*Texte fourni:*
« D’aussi loin que je me rappelle, j’ai toujours détesté Noël ! » C’est la gorge nouée que Michel Côté se remémorait lundi matin la première ligne du film C.R.A.Z.Y.

Une phrase qui résonnait douloureusement en lui, à la lumière du départ de son ami Jean-Marc Vallée, mort le 25 décembre, jour de Noël, à l’âge de 58 ans. Dimanche, vers 14 h 30, la Sûreté du Québec s’est rendue dans une résidence secondaire de Berthier-sur-Mer, où le décès du créateur a été constaté. Au terme de leur enquête, aucun élément criminel n’a été relevé et le dossier a été transféré au coroner, une procédure normale visant à déterminer les causes exactes de la mort.

« C’était un être extrêmement généreux, extrêmement sensible, qui aimait la vie, qui aimait inconditionnellement ses deux fils. Un talent incomparable », a confié Michel Côté, qui a collaboré pour la première fois avec le réalisateur sur le plateau de Liste noire (1995), avant de le retrouver sur celui de C.R.A.Z.Y. (2005), œuvre saluée à la fois par le public et la critique.

PHOTO ROBERT MAILLOUX, ARCHIVES LA PRESSE

Michel Côté lors du tournage du film C.R.A.Z.Y.

C’est spécialement pour Michel Côté que le cinéaste avait pensé ce personnage de père qui refusait d’accepter l’homosexualité de son fils, mais auquel il était pourtant difficile de ne pas s’attacher. « Je l’avais tellement dans les veines, le rôle, que j’avais l’impression de ne pas jouer, mais Jean-Marc me disait tout le temps : ‟Change rien, c’est formidable, tu vas voir ce que ça va donner.” C’est un film que j’ai senti jusque dans le tréfonds de mon âme. »

Il y a des réalisateurs sur un plateau qui disent aux acteurs : ‟Tout va bien. Je vous le dirai quand ce ne sera pas bon.” Alors que Jean-Marc, lui, nous le disait aussi quand c’était bon. Il nous disait : ‟C’est magnifique, continue comme ça.” Il nous entourait d’amour.

Michel Côté, à propos de son ami Jean-Marc Vallée

Malgré la florissante carrière internationale de Jean-Marc Vallée, les deux hommes sont toujours demeurés proches. En 2020, le réalisateur a assisté avec ses deux fils à l’hommage que Ciné Québec a rendu à Michel Côté, à Saint-Hyacinthe.

« On se voyait quelques fois par année, même s’il était très occupé. On mangeait ensemble, il me racontait ses anecdotes hollywoodiennes, on parlait de nos familles. Je pense qu’il m’aimait comme un grand frère. Je le faisais rire. Il aimait beaucoup rire. Et moi, j’ai l’impression de perdre un petit frère [il ravale un sanglot]. J’ai ben de la peine. »

*Consigne:*
Veuillez réécrire un passage de l'article sur Jean-Marc Vallée : commencez aux mots « Une phrase qui » et arrêtez-vous après « de la mort. », en remplaçant « coroner » par « médecin légiste ». Basez-vous uniquement sur l'article.

(Enregistrements)
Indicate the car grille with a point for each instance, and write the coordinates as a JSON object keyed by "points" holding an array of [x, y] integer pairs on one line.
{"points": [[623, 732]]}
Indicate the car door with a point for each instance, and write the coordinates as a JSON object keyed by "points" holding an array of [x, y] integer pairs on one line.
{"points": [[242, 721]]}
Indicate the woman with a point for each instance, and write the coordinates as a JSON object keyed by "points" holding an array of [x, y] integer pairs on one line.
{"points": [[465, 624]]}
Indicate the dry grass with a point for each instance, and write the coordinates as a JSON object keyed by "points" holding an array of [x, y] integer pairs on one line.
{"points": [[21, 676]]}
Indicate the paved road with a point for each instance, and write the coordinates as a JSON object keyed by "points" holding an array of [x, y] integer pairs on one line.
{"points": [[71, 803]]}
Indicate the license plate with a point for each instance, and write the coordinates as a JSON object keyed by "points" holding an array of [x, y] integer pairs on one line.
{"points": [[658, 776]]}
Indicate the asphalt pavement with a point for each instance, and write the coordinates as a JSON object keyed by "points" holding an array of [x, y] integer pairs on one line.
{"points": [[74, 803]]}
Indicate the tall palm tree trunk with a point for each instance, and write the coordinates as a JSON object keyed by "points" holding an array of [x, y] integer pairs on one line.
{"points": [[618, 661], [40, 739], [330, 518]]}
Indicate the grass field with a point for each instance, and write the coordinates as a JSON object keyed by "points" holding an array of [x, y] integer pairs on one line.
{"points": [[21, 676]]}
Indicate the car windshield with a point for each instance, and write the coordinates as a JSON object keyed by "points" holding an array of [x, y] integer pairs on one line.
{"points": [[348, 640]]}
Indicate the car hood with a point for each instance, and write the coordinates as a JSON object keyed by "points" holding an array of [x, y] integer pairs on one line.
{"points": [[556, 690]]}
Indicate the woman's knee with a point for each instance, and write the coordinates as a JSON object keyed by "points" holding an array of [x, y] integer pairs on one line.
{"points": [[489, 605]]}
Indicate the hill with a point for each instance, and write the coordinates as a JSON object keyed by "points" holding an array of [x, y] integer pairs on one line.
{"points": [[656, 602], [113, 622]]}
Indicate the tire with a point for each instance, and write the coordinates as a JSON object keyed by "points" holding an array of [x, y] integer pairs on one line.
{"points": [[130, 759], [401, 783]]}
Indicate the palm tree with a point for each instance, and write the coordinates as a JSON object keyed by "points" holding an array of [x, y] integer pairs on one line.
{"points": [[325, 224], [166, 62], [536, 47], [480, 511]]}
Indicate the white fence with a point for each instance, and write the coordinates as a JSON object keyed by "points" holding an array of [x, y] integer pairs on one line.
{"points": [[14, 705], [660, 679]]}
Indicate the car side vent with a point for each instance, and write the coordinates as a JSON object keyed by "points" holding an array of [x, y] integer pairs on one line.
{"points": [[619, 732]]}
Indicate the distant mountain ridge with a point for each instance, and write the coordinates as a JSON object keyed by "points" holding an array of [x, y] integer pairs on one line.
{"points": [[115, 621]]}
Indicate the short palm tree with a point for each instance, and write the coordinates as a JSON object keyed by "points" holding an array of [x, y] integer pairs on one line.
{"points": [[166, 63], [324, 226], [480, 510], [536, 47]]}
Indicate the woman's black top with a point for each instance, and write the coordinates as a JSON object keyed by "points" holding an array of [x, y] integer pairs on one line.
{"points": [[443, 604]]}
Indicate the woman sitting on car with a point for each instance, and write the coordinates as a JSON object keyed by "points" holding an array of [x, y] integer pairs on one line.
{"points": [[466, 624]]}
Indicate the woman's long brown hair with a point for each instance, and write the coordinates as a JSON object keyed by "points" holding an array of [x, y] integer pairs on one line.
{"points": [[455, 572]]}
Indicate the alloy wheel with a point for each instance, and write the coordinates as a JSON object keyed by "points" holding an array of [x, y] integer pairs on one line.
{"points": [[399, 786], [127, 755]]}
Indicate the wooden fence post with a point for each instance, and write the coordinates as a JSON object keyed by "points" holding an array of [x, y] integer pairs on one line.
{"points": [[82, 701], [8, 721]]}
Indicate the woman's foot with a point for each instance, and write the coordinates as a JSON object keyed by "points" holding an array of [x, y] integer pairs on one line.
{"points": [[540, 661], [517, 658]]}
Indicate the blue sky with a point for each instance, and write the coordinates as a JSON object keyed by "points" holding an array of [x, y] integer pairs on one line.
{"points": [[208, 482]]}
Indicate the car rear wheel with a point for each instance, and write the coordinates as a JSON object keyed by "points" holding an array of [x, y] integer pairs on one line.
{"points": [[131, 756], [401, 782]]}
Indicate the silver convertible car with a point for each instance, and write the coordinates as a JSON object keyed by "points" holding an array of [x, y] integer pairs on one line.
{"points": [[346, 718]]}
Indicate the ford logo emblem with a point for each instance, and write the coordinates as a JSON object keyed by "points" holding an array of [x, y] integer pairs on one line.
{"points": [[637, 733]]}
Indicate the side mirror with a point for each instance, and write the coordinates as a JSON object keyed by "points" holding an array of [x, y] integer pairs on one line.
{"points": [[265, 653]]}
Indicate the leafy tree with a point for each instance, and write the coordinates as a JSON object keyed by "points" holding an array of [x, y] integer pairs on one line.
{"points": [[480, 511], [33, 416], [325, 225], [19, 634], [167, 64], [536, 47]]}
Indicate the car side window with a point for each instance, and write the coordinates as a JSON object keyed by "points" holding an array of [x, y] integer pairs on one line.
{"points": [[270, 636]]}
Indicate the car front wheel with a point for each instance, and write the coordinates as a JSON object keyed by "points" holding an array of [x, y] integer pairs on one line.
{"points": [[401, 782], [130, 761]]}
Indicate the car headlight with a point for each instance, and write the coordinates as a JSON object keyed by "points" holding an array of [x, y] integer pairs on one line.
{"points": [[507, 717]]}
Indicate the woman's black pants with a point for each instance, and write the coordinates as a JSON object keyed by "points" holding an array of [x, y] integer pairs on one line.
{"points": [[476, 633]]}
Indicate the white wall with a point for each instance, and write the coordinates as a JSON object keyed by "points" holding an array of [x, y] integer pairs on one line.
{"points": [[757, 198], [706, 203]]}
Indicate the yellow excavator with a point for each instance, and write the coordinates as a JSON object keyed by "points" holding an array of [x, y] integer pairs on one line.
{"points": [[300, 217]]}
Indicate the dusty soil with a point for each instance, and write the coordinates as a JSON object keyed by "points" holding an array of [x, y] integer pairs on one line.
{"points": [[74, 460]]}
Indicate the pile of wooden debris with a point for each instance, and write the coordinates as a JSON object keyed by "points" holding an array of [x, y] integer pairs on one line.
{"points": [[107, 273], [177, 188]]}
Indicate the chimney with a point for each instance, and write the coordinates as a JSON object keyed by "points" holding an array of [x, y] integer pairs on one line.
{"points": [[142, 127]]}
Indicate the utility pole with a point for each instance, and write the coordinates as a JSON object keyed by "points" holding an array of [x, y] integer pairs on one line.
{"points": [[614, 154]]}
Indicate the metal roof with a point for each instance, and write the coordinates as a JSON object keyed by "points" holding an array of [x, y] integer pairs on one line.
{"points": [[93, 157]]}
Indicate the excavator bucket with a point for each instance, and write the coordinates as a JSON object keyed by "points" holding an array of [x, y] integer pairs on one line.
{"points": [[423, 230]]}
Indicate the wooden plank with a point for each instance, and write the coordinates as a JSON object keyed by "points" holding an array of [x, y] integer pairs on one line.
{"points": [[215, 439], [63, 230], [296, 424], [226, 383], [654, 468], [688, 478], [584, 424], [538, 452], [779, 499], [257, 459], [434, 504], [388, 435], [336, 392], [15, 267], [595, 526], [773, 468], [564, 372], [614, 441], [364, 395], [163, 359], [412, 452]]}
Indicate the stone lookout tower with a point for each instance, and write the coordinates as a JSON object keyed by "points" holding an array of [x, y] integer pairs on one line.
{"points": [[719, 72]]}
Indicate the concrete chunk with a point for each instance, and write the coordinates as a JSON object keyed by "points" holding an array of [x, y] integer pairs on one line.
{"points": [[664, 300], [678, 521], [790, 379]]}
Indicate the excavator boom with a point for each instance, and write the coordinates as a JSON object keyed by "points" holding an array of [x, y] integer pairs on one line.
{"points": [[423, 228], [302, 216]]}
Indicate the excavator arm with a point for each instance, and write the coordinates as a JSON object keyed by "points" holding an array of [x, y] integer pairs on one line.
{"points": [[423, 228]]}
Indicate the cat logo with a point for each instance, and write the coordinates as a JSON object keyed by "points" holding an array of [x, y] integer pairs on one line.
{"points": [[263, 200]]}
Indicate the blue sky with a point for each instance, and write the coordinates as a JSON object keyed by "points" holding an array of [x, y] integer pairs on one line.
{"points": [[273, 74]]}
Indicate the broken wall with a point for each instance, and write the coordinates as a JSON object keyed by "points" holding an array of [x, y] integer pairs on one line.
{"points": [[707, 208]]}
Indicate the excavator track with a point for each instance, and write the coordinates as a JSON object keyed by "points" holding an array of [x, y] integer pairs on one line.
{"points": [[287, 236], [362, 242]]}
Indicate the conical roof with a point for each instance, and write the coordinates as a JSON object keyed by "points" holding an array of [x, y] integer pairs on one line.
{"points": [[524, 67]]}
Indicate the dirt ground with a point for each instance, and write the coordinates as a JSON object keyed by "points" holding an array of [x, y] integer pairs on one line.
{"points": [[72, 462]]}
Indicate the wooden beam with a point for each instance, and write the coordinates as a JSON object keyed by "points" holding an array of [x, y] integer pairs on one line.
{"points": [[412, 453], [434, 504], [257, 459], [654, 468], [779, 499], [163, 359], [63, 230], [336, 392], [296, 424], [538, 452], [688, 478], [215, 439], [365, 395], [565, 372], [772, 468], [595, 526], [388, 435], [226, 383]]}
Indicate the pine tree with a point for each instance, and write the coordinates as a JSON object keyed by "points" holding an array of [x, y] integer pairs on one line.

*Corrigé rédigé:*
Une phrase qui résonnait douloureusement en lui, à la lumière du départ de son ami Jean-Marc Vallée, mort le 25 décembre, jour de Noël, à l’âge de 58 ans. Dimanche, vers 14 h 30, la Sûreté du Québec s’est rendue dans une résidence secondaire de Berthier-sur-Mer, où le décès du créateur a été constaté. Au terme de leur enquête, aucun élément criminel n’a été relevé et le dossier a été transféré au médecin légiste, une procédure normale visant à déterminer les causes exactes de la mort.